----- DATASET EXTRACT

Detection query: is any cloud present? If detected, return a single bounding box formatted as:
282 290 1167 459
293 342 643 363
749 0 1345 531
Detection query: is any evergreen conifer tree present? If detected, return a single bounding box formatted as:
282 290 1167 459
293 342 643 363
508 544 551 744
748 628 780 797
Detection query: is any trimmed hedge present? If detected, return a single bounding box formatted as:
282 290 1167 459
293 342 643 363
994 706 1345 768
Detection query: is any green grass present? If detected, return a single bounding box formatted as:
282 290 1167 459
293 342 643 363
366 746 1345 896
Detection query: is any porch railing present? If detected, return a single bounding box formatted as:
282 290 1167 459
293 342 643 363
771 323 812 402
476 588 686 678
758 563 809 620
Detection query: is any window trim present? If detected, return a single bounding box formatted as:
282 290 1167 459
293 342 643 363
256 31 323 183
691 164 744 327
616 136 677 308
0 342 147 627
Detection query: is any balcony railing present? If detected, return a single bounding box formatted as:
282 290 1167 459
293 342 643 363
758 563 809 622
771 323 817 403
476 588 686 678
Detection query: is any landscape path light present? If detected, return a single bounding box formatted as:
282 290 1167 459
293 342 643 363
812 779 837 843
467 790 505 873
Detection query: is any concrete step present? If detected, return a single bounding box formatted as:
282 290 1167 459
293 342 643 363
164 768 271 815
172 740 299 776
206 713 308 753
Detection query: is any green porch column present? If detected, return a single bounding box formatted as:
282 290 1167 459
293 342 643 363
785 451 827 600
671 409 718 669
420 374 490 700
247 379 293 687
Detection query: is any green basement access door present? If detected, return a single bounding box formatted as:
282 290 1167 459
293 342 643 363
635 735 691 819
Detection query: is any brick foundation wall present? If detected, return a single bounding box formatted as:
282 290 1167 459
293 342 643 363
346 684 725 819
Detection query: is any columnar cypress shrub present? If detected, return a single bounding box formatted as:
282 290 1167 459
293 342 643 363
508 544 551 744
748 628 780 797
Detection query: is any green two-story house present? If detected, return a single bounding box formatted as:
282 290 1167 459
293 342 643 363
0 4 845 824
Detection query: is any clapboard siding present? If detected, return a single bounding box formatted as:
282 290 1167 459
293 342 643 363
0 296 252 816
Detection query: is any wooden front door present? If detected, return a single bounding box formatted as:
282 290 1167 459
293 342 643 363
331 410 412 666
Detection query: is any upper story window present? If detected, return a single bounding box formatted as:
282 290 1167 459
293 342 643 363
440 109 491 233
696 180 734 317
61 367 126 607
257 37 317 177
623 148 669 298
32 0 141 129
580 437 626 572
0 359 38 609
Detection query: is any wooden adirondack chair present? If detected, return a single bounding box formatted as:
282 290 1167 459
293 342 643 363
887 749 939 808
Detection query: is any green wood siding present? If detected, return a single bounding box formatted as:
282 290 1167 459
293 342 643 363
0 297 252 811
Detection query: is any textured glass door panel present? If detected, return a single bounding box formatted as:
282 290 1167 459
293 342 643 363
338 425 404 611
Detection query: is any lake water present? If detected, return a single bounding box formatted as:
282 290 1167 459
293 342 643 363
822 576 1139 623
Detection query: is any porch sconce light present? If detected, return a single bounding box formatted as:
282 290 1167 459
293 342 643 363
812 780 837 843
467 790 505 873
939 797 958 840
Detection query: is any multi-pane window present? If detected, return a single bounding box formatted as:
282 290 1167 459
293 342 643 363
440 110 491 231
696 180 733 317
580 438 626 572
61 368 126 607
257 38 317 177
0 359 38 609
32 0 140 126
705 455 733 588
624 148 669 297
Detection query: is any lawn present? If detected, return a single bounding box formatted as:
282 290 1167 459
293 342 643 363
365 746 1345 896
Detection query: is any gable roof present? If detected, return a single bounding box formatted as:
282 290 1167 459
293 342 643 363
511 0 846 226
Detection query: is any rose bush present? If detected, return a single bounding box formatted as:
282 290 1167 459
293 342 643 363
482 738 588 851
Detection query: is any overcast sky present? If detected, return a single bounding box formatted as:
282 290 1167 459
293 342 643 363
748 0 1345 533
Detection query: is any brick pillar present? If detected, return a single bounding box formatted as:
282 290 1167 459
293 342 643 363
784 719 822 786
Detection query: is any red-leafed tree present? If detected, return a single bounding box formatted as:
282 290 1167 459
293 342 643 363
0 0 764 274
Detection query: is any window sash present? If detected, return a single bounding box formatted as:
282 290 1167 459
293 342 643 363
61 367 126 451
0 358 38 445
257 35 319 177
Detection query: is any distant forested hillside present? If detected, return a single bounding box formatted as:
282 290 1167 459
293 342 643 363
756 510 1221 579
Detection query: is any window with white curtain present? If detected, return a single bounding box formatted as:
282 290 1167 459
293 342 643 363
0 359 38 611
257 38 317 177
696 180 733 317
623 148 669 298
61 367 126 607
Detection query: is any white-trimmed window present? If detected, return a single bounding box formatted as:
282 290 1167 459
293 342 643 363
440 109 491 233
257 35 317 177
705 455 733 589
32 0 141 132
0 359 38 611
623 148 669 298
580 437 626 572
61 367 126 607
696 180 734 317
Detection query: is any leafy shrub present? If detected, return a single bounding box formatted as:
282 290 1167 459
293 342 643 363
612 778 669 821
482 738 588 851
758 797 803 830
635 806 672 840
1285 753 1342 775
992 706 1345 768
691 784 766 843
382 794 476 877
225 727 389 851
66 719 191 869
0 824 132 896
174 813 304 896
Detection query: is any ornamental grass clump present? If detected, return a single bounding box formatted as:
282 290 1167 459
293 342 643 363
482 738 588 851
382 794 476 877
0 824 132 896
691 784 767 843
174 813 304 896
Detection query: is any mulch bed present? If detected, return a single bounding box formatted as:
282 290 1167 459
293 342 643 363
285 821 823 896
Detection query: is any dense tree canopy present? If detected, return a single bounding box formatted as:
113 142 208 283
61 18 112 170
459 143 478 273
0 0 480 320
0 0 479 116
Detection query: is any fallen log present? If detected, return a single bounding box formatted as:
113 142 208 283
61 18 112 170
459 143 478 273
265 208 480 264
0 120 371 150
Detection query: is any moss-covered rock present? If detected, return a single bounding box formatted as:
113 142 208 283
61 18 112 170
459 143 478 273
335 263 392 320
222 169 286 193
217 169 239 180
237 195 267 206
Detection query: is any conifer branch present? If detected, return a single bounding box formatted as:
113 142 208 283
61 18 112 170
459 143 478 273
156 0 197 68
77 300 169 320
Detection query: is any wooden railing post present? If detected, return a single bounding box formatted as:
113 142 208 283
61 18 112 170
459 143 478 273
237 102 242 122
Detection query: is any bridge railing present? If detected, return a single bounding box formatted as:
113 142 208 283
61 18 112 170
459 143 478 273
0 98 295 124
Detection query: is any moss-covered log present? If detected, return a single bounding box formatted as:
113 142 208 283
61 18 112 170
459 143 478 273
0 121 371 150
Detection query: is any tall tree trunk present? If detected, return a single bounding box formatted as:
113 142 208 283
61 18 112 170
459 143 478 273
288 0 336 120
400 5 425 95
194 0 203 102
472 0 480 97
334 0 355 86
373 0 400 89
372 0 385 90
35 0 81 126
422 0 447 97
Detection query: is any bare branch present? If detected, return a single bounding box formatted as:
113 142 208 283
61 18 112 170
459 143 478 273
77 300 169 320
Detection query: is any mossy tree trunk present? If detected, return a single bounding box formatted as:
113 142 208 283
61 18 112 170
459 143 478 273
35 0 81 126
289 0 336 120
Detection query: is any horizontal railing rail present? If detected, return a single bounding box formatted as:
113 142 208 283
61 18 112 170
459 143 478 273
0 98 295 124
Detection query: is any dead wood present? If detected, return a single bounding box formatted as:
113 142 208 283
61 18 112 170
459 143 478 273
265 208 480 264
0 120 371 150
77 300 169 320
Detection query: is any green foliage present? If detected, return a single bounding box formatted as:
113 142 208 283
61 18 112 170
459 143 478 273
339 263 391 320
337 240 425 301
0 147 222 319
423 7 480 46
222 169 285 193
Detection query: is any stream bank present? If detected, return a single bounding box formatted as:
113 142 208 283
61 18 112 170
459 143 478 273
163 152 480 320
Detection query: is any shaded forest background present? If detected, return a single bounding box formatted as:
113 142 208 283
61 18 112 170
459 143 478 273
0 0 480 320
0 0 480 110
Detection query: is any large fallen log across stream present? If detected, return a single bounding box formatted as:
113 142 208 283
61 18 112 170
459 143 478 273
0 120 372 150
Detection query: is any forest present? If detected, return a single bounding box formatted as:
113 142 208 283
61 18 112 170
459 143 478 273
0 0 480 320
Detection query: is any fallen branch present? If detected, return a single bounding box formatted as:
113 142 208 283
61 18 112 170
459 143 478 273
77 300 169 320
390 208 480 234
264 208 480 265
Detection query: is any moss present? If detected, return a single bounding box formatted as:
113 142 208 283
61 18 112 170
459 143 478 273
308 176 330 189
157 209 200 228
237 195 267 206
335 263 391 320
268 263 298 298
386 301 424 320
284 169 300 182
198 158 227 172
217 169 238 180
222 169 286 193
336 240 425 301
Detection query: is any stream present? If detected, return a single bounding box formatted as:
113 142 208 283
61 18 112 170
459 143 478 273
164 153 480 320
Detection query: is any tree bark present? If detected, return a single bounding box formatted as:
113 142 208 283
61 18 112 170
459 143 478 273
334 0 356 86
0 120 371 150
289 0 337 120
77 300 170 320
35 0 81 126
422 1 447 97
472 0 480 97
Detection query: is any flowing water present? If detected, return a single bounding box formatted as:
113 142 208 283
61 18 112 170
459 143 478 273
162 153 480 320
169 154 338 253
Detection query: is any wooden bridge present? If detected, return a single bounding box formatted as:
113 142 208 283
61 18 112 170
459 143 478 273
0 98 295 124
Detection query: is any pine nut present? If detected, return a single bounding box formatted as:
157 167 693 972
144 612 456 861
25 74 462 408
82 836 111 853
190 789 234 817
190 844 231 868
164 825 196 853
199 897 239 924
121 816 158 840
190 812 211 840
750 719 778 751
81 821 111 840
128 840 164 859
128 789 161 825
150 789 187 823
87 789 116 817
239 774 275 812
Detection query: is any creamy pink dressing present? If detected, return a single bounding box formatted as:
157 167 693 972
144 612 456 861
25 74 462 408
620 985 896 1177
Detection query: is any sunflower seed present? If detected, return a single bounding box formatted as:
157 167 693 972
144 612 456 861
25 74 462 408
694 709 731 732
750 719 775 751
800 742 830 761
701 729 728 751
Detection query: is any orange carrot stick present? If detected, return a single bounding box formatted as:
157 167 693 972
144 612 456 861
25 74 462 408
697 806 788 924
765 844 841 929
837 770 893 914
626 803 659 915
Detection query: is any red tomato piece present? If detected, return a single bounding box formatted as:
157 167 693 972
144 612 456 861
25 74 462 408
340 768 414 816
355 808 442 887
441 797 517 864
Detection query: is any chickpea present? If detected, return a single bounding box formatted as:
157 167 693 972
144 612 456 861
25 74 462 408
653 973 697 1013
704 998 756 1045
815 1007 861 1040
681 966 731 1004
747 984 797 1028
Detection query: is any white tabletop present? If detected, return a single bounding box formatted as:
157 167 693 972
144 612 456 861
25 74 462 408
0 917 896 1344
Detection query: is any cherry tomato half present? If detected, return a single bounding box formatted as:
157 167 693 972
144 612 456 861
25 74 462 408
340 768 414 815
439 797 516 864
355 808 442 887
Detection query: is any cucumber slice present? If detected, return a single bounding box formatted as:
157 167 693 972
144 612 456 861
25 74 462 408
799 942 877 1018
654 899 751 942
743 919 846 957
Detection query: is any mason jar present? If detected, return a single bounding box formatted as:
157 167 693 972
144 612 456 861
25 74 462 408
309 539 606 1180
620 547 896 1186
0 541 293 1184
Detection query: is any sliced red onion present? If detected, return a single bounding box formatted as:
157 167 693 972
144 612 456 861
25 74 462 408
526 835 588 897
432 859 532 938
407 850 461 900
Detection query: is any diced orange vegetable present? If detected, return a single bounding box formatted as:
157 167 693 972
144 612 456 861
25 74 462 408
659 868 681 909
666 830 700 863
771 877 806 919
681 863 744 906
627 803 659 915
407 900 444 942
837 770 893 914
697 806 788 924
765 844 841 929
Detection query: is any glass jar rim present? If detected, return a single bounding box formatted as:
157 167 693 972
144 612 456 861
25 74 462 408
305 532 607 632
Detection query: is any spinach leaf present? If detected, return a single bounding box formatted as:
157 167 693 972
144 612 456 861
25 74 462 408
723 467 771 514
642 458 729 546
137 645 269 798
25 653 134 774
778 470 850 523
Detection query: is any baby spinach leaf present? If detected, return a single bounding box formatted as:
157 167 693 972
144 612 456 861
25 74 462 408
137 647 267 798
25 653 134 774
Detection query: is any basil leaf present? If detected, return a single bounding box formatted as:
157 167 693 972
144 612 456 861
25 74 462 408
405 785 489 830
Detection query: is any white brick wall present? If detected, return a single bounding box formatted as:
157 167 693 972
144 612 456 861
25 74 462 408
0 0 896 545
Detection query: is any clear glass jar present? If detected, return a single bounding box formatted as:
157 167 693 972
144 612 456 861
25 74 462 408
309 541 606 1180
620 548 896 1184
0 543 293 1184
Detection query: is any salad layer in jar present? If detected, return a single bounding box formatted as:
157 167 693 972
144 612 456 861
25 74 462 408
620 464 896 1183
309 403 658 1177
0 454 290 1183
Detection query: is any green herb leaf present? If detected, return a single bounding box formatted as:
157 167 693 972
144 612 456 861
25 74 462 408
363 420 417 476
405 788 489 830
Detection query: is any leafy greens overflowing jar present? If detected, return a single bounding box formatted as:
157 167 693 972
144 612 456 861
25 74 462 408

----------

* [DESCRIPTION OF THE TASK]:
Revise the data starting with the line containing "Detection query: is any columnar" and going on through the line containing "0 297 252 811", replacing "siding" with "cladding" and leaving everything else unchanged.

* [SOLUTION TO THIS TASK]:
Detection query: is any columnar cypress shrub present? If detected, return a single bounding box formatted as:
282 290 1167 459
293 342 643 363
508 544 551 744
748 628 780 797
Detection query: is any green two-story house present? If detected, return a single bounding box formatted as:
282 290 1167 459
293 342 643 363
0 4 845 824
Detection query: is any clapboard cladding present? If detected, return a single bounding box formatted as:
282 290 1167 459
293 342 643 363
0 296 252 816
Detection query: is any wooden front door present? If detected, return a single bounding box formatted as:
282 290 1167 459
293 342 643 363
331 410 412 666
Detection query: is any upper story window present? If detected, return a single bounding box formatted as:
282 290 1167 459
293 342 643 363
440 109 491 233
696 180 734 317
61 367 126 607
257 37 317 177
623 148 669 298
32 0 141 129
580 437 626 572
0 359 38 609
Detection query: is any wooden adirondack chair present? If detected, return a single bounding box formatted as:
282 290 1167 459
293 342 643 363
887 749 939 808
Detection query: is any green wood cladding present? If detected, return a single bounding box formatted as:
282 290 1167 459
293 342 643 363
0 297 252 811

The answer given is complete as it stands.